• **Given exercise**
Transcribe every one of the records below verbatim, omitting the pictures.

• **Record excerpts**

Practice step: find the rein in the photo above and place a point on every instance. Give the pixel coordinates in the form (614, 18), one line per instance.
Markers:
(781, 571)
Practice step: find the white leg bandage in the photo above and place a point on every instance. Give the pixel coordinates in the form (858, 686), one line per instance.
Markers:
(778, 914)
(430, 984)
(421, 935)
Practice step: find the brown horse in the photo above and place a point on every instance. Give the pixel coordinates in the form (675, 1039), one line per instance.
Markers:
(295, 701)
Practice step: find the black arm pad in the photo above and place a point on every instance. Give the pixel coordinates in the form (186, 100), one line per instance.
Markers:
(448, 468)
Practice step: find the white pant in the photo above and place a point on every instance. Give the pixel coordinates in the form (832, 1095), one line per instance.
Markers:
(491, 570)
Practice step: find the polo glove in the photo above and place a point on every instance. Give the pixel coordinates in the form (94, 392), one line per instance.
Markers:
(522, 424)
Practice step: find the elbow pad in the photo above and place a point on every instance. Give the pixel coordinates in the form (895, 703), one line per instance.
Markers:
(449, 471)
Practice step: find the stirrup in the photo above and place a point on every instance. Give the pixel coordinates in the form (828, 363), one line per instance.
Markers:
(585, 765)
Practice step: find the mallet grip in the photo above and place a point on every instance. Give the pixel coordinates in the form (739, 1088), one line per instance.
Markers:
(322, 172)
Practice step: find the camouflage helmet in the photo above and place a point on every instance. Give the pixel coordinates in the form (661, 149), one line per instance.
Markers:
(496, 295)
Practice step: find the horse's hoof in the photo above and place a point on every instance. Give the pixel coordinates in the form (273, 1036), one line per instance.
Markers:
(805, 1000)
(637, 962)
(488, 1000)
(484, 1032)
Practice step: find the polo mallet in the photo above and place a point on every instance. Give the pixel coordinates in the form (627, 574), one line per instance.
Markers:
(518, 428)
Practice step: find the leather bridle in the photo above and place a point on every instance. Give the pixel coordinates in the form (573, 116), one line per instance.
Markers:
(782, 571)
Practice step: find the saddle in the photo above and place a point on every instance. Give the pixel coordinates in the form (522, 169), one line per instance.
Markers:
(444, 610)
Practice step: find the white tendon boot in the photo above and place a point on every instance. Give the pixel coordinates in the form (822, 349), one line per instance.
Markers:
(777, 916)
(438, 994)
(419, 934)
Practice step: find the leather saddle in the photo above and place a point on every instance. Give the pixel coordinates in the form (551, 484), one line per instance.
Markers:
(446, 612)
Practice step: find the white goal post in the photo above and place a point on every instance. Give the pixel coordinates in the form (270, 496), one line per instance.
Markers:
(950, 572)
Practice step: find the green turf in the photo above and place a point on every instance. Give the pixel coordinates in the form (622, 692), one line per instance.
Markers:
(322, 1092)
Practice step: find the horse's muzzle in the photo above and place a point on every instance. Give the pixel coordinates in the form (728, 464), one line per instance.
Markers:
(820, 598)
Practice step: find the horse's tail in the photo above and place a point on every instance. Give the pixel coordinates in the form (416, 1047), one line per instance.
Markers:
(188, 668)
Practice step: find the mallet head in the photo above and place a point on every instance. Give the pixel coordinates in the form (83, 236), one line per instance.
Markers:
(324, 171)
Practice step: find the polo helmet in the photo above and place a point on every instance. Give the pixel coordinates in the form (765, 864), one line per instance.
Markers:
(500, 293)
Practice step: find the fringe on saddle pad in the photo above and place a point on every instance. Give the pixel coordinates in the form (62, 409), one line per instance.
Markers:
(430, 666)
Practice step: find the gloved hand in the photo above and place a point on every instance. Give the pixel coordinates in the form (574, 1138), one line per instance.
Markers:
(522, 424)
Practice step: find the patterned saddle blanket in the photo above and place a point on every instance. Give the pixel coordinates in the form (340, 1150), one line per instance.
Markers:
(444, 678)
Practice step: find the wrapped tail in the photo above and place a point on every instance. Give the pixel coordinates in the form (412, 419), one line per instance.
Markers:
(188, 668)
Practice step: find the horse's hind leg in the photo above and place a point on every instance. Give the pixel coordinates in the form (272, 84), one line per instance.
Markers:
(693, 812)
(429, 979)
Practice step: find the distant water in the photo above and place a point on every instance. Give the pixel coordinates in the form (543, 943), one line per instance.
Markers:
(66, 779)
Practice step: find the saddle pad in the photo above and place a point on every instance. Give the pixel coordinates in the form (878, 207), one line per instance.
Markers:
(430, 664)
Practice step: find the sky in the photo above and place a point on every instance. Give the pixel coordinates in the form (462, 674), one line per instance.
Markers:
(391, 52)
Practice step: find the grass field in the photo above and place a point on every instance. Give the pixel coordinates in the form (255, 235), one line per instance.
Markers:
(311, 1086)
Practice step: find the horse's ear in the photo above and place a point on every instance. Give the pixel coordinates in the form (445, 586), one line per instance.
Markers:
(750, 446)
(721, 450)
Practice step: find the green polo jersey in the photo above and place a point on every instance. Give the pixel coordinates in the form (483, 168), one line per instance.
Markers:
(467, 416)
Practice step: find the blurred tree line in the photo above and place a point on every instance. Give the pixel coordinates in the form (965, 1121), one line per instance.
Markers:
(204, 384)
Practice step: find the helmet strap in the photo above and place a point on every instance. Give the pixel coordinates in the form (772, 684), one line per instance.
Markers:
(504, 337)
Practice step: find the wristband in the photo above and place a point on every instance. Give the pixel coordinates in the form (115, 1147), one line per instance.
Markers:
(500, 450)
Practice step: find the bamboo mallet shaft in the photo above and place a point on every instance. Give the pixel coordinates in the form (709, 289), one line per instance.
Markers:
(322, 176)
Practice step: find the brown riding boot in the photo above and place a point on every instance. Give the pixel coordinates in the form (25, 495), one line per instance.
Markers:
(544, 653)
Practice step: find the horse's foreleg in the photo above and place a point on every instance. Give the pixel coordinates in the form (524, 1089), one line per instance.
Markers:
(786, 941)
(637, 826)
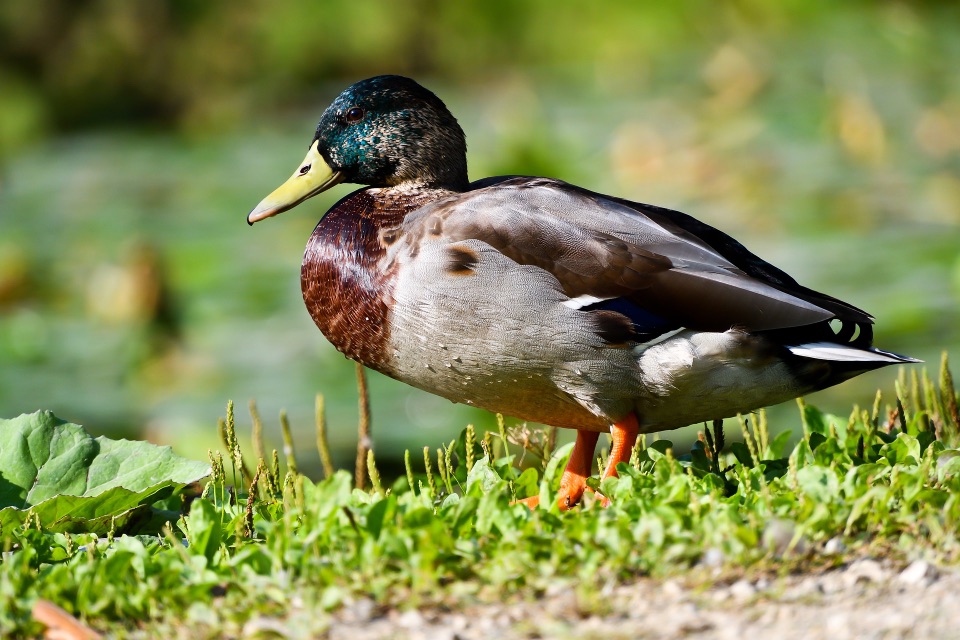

• **The solution**
Practice step: find the rein in the photo above and place a point on every instance. Give the pixel coordinates in the form (614, 18), one line per instance.
Markers:
(781, 571)
Practice step: find the white leg bandage in the photo above and place a point on every instance. Give the pixel coordinates in the form (858, 686), one line per instance.
Markers:
(778, 914)
(430, 984)
(421, 935)
Practice step: find the brown horse in the photo above and place a point on every instance. Give the pixel coordinates in the form (675, 1039), one line per instance.
Markers:
(295, 701)
Practice step: find the black arm pad in the photo above and place a point on every instance. Give the pixel coordinates in the form (186, 100), one line per instance.
Markers:
(448, 468)
Practice step: find the white pant in the photo above and place a point on every instance. Give the pixel coordinates in the form (832, 1095), one line per instance.
Markers:
(491, 570)
Practice step: find the polo glove in the photo above and place a point on every instance. Give the pixel coordinates in the form (94, 392), one line per instance.
Markers:
(522, 424)
Practice step: find the elbow pad in the photo above and place a point on every instance. Give the pixel coordinates in the form (895, 703), one line per instance.
Markers:
(449, 471)
Practice step: find the stirrup in the photo above and place a point on every instance. Give the pixel coordinates in the form (828, 363), one line per instance.
Markers:
(585, 765)
Practice step: find the mallet grip in the photo above and place a point on every instance. Give the pixel coordinates in the form (739, 1088), one line per instance.
Markers:
(322, 172)
Practice step: find the camouflage helmet in the photo above and place a point on every instance. Give the pixel coordinates in the form (661, 149), one line per instance.
Markers:
(496, 295)
Practice step: find the horse's hoof in the photo above and place a point on every instance. Give the pixel coordinates in the form (273, 1036), one line per instance.
Markers:
(805, 1000)
(637, 962)
(488, 1000)
(484, 1032)
Practice step: find the polo mallet in the photo above and place a point on every instance. Give the pixel coordinates in the form (627, 574), one line per instance.
Markers:
(518, 428)
Practice step: find the leather bridle in the photo above and place a point on every instance. Give the pixel coordinates in the form (573, 116), one line per instance.
Markers:
(782, 571)
Practice step: find the saddle in the photo above and place a point on every instance. Give the pixel coordinates in the form (522, 169), one line per instance.
Markers:
(444, 610)
Practice step: find the white tendon boot in the photo above and place a point on every instance. Give the pixel coordinates in the form (822, 349), one line per instance.
Markers:
(777, 916)
(438, 994)
(419, 934)
Practice step: find the leather saddle in the photo above and place a point on every instance. Give the pixel coordinates in the form (551, 484), one line per instance.
Markers:
(446, 612)
Practice step: find the white goal post in the photo above and place a point on every instance. Give the pixel coordinates in the form (270, 496), one line per instance.
Markers:
(950, 572)
Practice step: find the green turf in the photo above and place a point on every instance. Give the pixel coordinates in the form (622, 692), one line per instance.
Markers:
(322, 1092)
Practice step: find the horse's muzzle in the photo above and place a point on every instance. Give the pixel coordinates in the form (728, 464), one line per instance.
Markers:
(820, 598)
Practice step: find the horse's tail in the photo above and place a point on every instance. Give the pixel coordinates in the form (416, 1047), one line per instance.
Markers:
(188, 668)
Practice step: find the mallet head in the photo above and place a point on every instance. Give the pixel coordinates in the form (83, 236), one line per instance.
Markers:
(324, 171)
Practice step: find the polo helmet in the photo above and place a point on every instance. Give the pixel coordinates in the form (765, 864), one line per instance.
Markers:
(500, 293)
Practice step: find the fringe on saddle pad in the photo above and place a point on every instance. Give the pixel coordinates in the form (62, 409), one line per instance.
Markers:
(430, 666)
Practice step: find the gloved hand in the photo above and place a point on every instance. Give the pixel coordinates in the form (574, 1138), one line per instance.
Markers:
(522, 424)
Practice step: find the patterned saddle blanket in the photo above and place a point on every instance. Give the pixel coordinates in the form (340, 1150), one line per instance.
Markers:
(444, 678)
Practice step: find the wrapped tail in the photo above and place a point on every instance. Give the pixel coordinates in the form (412, 419), one line per instance.
Markers:
(188, 668)
Practice step: find the horse's hind leg in the photo above and place a point on every instance. Give the pixel coordinates in the form (272, 84), one line per instance.
Markers:
(693, 812)
(429, 979)
Practice step: find the distant water in the photo above and place a point on every instance. Give the pixel coordinates in the form (543, 943), one line per instance.
Markers:
(66, 779)
Practice step: find the saddle pad in the photo above and place a point on every instance. Give the pixel coordinates in the form (878, 207), one line per instance.
Markers:
(430, 664)
Practice step: find the sky in the photo above and place a point on every instance. Give the pixel coordinates in the form (462, 674), one line per instance.
Markers:
(391, 52)
Practice step: find the grass field in the photo above and place a point on every instance. Give the pixel coordinates in the form (255, 235), one line per instance.
Markers:
(311, 1086)
Practice step: find the horse's ear in the photo above and place a point on every instance. Give the pixel coordinates in the form (445, 586), one line per instance.
Markers:
(750, 446)
(721, 450)
Practice step: find the green polo jersey in the photo above and place a point on every instance. Give the pixel coordinates in the form (483, 168), one line per instance.
Markers:
(467, 416)
Practice step: find the blurred tree line in the photo above and place a point on every instance. Give the pixel coordinates in the form (965, 1121), one line per instance.
Markers:
(204, 384)
Practice step: find the helmet strap in the photo above and place a point on every instance. Give the pixel coordinates in the form (772, 684), one line per instance.
Markers:
(504, 337)
Practice step: find the wristband in the photo above and place a point on every instance. Give the pixel coordinates in the form (115, 1147), one line per instance.
Markers:
(500, 450)
Practice step: find the bamboo mallet shaft in the photo above and place a point on every instance. Give the pixel coordinates in the form (709, 289), one line per instance.
Markers:
(322, 176)
Practice step: find the brown riding boot in the photo above and place a point on every instance. Give the pixel coordinates in the form (25, 495), one line per instance.
Markers:
(544, 653)
Practice step: find the horse's foreleg in the photo above and place a point on every instance. Give the pixel coordinates in the form (524, 1089), one line per instance.
Markers:
(786, 941)
(637, 826)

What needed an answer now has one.